* Excerpted passage
----------

Ursula Giuliani was born in the small Italian town of Mercatello. At the age of seventeen, after receiving a vision of the Blessed Mother, she entered the Capuchin convent of Citta di Castello in Umbria, and took the name Veronica. Early in her religious life, she began to experience an extraordinary identification with the Passion of Christ. In 1694, she displayed on her forehead the imprint of the crown of thorns. In one vision, she saw the crucified Christ remove his arm from the cross and beckon to embrace her by his side. As she felt an arrow pierce her heart and received on her body the wounds of the crucifixion, she wrote,
“I felt great pain but in the same pain I saw myself, I felt myself, totally transformed into God.”
Veronica’s physical wounds were examined and treated by medical professionals, with no effect. After a personal examination by the bishop, he ordered that her hands be covered in gloves and sealed with his personal seal. She was to be deprived of the Eucharist, kept away from the other nuns, and subjected to constant supervision. But when her signs nevertheless continued, she was allowed to resume her regular life.

----------

* Material shown

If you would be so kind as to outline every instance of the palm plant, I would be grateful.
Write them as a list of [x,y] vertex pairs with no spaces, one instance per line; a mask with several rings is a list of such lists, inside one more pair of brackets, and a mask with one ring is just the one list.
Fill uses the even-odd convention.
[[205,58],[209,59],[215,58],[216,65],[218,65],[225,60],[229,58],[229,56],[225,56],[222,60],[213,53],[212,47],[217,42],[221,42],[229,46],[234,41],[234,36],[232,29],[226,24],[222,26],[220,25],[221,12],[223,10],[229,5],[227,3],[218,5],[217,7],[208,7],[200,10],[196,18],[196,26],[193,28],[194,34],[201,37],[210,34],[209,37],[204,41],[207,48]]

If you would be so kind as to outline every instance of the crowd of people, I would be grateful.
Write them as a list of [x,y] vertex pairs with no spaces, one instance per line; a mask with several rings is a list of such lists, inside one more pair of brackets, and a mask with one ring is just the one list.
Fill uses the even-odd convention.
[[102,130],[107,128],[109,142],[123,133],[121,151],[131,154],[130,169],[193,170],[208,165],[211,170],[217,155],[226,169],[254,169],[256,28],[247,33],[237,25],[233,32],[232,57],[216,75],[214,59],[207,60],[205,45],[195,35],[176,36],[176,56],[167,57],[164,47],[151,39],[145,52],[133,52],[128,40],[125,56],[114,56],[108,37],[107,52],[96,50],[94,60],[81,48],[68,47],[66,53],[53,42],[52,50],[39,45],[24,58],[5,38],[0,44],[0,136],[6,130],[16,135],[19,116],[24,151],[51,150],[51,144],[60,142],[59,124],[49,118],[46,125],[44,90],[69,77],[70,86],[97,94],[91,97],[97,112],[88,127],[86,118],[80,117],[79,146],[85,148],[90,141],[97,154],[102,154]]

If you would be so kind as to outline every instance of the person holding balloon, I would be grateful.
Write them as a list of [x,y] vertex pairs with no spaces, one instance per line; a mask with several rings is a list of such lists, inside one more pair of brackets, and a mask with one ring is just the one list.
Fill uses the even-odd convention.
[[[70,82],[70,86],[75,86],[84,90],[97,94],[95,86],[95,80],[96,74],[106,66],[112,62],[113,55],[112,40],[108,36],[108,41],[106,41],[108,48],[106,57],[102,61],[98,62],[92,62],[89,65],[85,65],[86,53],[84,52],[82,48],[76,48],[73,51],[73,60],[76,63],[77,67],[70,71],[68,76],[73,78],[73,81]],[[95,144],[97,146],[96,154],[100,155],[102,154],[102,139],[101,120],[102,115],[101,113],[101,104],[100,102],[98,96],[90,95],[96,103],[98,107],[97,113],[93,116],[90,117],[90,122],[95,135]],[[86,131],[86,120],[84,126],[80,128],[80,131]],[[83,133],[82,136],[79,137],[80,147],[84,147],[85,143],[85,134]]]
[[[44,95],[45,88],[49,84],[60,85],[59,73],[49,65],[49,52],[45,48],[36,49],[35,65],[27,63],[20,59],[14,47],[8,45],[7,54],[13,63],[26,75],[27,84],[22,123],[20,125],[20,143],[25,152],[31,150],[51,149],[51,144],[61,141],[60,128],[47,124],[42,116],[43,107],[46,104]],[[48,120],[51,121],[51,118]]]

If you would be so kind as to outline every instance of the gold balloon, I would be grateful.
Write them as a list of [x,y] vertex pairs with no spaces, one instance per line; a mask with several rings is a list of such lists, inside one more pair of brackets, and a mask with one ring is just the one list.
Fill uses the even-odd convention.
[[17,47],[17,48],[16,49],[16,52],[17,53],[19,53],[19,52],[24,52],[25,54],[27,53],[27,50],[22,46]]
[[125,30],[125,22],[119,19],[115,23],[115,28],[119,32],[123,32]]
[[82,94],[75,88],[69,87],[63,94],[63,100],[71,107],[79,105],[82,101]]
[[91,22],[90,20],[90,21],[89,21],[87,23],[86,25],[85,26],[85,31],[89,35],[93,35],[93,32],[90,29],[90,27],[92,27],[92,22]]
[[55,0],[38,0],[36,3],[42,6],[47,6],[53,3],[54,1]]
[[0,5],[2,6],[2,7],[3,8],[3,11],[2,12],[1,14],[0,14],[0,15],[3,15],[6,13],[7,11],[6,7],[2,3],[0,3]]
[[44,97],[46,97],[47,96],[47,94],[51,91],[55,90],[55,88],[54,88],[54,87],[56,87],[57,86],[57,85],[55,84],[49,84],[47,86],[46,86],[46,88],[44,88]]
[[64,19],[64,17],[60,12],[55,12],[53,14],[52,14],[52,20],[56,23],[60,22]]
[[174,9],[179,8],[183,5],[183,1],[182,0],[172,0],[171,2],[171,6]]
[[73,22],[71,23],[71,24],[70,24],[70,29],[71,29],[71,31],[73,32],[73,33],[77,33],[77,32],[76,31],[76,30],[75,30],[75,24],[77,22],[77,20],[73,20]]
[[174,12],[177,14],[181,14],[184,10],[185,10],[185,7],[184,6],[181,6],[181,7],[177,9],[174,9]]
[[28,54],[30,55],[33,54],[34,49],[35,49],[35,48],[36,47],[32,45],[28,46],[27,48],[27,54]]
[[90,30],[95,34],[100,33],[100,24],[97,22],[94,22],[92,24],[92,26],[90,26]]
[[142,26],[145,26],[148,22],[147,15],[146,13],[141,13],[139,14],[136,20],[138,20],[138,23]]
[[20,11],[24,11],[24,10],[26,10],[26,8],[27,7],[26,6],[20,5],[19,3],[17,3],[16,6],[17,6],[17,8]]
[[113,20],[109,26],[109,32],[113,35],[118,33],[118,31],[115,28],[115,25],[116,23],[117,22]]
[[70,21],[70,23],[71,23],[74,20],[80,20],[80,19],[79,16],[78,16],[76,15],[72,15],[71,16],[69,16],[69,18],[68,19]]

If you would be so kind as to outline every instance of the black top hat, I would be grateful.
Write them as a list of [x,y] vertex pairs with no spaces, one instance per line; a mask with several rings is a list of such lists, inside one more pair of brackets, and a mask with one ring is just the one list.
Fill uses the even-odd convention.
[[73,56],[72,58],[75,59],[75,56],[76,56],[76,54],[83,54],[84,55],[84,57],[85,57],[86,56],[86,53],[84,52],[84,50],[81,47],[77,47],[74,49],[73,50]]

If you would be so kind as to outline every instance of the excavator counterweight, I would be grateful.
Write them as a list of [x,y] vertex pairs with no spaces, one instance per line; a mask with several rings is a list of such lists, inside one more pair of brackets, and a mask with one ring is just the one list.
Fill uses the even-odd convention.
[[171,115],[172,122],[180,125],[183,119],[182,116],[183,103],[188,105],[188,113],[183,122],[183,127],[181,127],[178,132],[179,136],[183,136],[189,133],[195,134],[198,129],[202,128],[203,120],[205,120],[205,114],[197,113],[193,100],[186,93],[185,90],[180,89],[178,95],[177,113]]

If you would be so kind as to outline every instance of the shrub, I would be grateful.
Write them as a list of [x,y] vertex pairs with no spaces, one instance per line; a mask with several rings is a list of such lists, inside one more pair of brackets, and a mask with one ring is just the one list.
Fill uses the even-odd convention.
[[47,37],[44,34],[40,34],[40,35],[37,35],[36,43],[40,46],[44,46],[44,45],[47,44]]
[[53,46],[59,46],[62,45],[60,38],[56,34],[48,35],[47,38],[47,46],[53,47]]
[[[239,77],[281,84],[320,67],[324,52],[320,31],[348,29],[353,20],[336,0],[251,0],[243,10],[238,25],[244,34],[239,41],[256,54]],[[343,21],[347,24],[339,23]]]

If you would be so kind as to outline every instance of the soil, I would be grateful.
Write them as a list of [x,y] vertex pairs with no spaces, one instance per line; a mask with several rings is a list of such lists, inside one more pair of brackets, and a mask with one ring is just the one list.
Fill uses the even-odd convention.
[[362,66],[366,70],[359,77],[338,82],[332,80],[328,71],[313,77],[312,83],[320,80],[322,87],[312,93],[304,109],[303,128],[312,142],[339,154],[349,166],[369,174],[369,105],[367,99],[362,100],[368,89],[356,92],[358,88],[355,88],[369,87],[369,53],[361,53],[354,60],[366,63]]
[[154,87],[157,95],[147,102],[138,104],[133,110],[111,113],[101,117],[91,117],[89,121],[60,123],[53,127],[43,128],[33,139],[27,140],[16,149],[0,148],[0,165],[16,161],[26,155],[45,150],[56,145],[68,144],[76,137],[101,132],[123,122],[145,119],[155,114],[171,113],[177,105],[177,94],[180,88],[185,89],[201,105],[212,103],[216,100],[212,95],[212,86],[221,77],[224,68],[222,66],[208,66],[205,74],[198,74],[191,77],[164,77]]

----------

* Problem set
- A) According to the passage about Veronica Giuliani, in what year did she display the imprint of the crown of thorns on her forehead?
- B) Summarize the passage about Veronica Giuliani in two sentences.
- C) Carry on the passage about Veronica Giuliani from the point where it stops.

* Task responses
- A) In 1694.

- B) Ursula Giuliani of Mercatello entered the Capuchin convent of Citta di Castello at seventeen and took the name Veronica, and she came to identify deeply with the Passion of Christ, bearing the imprint of the crown of thorns and the wounds of the crucifixion. Medical treatment had no effect on her wounds, and the bishop had her hands gloved and sealed and ordered her isolated and watched, but because the signs continued she was allowed to return to her regular life.

- C)
Despite her extraordinary mystical gifts, there was nothing unbalanced about Veronica’s religious life. She served for thirty years as novice mistress and spent her last ten years as abbess of her convent. She died on July 9, 1727, and was canonized in 1839.
Johann Scheffler (his given name), was born to a Protestant parents in Breslau, the capital of Silesia. After earning a doctorate in medicine, he served as court physician to Count Sylvius Nymrod, an ardent Lutheran. Over time, his public questioning of Lutheran doctrine and his increasingly mystical learnings caused him to be viewed with suspicion. In 1653, he resigned from his position, converted to Catholicism, and took the name Angelus Silesius. After joining the Franciscans, he was ordained a priest.
Silesius is best remembered for his two volumes of mystical poetry, The Soul’s Spiritual Delight and The Cherubic Pilgrim. Many of his poems consist of epigrammatic rhyming couplets – many later adapted by both Catholic and Protestant hymnists. Silesius was fascinated by the relation between God and creation, the divine and the soul:
A Loaf holds many grains of corn
And many myriad drops the Sea:
So is God’s Oneness Multitude
And that great Multitude are we.
His ability to detect God’s presence in all things caused some to accuse him of pantheism. But he did not worship nature. Instead, he saw in all creation the overflowing of divine love and energy and believed that the same energy and love was drawing all things toward final reunion with God.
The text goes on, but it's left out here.